Excerpt to read —
I realized that many of the conclusions and precepts that I thought were my own were really hers. They have just been adopted and are now claimed as “my own.’ I guess we are all like that in every area. None of us has an original thought. Everything that we “discover” has already been discovered, dissected, written about, taught on and lived out, long before we were even born. So ultimately I am a product of all that have gone on before me.

Before I drift too far away from my main point, let us cast a rope back towards my wife’s impact on my life and secure it for the rest of the blog posting.

I love how some turn of phrase can capture your whole attention and take you down and back on paths that had been forgotten or pushed deep into your psyche. I can remember times and conversations that we have had over the years which have shaped the way I think or view life, both physical and spiritual. I, if you know me well, know that I can be very convinced of my “rightness”. I will cling to that raft of “rightness” lest I am overturned and found wanting for intelligence or correct perspective.

But my wife has that ability to flip my lifeboat and dunk me into the waters of reality, then throws me a lifeline, which is secured to her perspective, maturity and stableness. She has that ability to see though me and discern between the crap and the truth. And all the time she is still loving me, in spite of my grandiose style and verbose manner.

“She has her fingerprints all over my brain.”

I recently listened to a podcast where the idea was discussed that marriage is part of the salvation process. Not that any work other that Christ’s death saves me but rather that salvation is a lifelong process. Earthly marriage is a type and shadow of what we can expect when we are united together in Christ. Should it not be a joyous union of heart, mind and soul? 1 Corinthians 7:16 states, ”For how will you know, O wife, whether you will save your husband? Or how do you know, O husband whether you will save your wife?” The implication is that she is part of the process in helping me to understand what my union with the Holy Trinity will be like.

None of us come to salvation by ourselves. There is always someone else there who leads or speaks or models Christ and thus we are drawn. It is in the community of believers that we work out the process of salvation.

Task to complete —
Extract the passage of the blog post on marriage from "Before I drift" to "the blog posting.", copying it word for word. The rows that come next have no connection to the blog post above.

Data records —

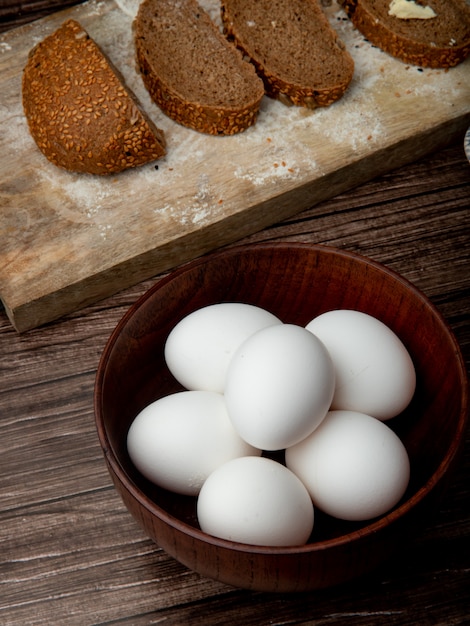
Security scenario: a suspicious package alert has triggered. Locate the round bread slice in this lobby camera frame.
[133,0,264,135]
[221,0,354,108]
[22,20,165,174]
[339,0,470,68]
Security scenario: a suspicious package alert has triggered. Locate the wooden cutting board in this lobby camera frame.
[0,0,470,331]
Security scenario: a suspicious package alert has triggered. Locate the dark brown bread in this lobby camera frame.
[339,0,470,68]
[134,0,264,135]
[221,0,354,108]
[23,20,165,174]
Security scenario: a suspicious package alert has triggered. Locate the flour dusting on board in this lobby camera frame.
[0,0,464,230]
[0,0,470,326]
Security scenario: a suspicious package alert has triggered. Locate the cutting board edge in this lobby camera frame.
[4,111,470,333]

The completed task —
Before I drift too far away from my main point, let us cast a rope back towards my wife’s impact on my life and secure it for the rest of the blog posting.